SELECTED EXTRACT:
This is MIGHTR.

Conceptualization philosophy

MIGHTR was born from the idea that constructability needs an equal place among other objectives in early reactor conceptualization. Advanced reactors and small modular reactors, because of their lost economy of scale, need paradigm shifting innovation – ideas that shift the cost curve, not just optimize down the curve. High temperature gas reactors have great advantages with high temperature output and passive safety, but these come at the cost of low power density which drives up the cost relative to traditional reactors. Civil structures dictate the pace and cost of nuclear construction, so design for constructability is a winning approach, but it typically enters the design process too late, after much of the design architecture is fixed. By this time, you are working down the value engineering curve, not shifting it to unlock real cost reductions.

Enrique's experience in advanced reactor development equipped him to make the logical extrapolation that limiting the height and span of the reactor building is critical to achieving substantial project delivery cost reductions. This aligned well with an observation from the United Engineers and Constructors on nuclear construction in the 1980s that, "the most significant factor dictating construction sequence is gravity." Short span and short height buildings can be constructed faster and with simpler equipment.

MATERIAL SHOWN:
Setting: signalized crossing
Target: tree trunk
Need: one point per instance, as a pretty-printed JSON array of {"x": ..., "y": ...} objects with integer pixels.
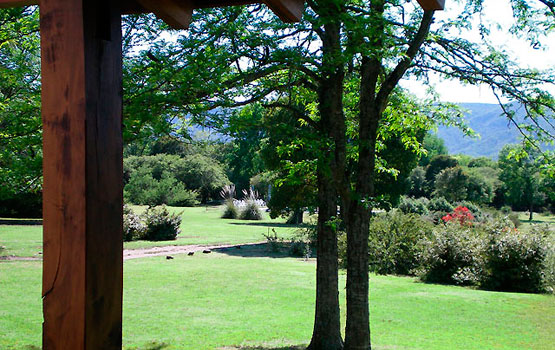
[
  {"x": 531, "y": 212},
  {"x": 296, "y": 217},
  {"x": 327, "y": 328},
  {"x": 357, "y": 330}
]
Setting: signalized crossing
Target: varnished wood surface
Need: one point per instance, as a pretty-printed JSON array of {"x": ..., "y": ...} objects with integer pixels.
[
  {"x": 17, "y": 3},
  {"x": 81, "y": 96},
  {"x": 430, "y": 5}
]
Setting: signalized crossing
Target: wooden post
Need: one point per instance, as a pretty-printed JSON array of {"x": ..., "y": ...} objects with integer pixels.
[{"x": 82, "y": 111}]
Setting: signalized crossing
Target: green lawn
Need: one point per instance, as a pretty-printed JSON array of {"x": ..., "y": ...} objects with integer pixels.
[
  {"x": 221, "y": 301},
  {"x": 200, "y": 225},
  {"x": 538, "y": 219}
]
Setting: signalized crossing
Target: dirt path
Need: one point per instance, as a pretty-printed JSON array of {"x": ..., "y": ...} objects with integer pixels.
[
  {"x": 154, "y": 251},
  {"x": 178, "y": 249}
]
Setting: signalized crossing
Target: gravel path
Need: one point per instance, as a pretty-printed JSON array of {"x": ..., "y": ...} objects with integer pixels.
[{"x": 154, "y": 251}]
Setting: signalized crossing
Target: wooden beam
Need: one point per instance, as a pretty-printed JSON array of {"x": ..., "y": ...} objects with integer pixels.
[
  {"x": 431, "y": 5},
  {"x": 288, "y": 11},
  {"x": 82, "y": 145},
  {"x": 17, "y": 3},
  {"x": 176, "y": 13}
]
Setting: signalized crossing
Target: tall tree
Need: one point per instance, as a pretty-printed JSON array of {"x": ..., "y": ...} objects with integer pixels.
[
  {"x": 235, "y": 56},
  {"x": 340, "y": 47}
]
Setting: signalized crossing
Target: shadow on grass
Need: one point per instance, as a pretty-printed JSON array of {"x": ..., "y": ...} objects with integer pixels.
[
  {"x": 266, "y": 224},
  {"x": 152, "y": 346},
  {"x": 261, "y": 250},
  {"x": 271, "y": 347}
]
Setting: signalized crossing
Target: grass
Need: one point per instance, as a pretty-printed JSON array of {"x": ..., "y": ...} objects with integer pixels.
[
  {"x": 538, "y": 218},
  {"x": 200, "y": 225},
  {"x": 203, "y": 225},
  {"x": 20, "y": 240},
  {"x": 220, "y": 301}
]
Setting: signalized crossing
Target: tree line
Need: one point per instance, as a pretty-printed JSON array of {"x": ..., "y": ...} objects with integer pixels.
[{"x": 336, "y": 73}]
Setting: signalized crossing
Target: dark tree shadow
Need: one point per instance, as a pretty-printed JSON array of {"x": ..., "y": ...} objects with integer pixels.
[
  {"x": 152, "y": 346},
  {"x": 289, "y": 347},
  {"x": 266, "y": 224},
  {"x": 261, "y": 250}
]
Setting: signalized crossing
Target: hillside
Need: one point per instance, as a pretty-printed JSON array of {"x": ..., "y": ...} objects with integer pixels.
[{"x": 495, "y": 131}]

WHAT IS ASKED:
a) List every kind of reactor named in the MIGHTR text above.
b) Answer these questions from the MIGHTR text above.
(i) What dictates the pace and cost of nuclear construction?
(ii) What two advantages do high temperature gas reactors have?
(iii) What did the United Engineers and Constructors call the most significant factor dictating construction sequence?

ANSWERS PER TASK:
a)
Advanced reactors
Small modular reactors
High temperature gas reactors
Traditional reactors

b)
(i) Civil structures.
(ii) High temperature output and passive safety.
(iii) Gravity.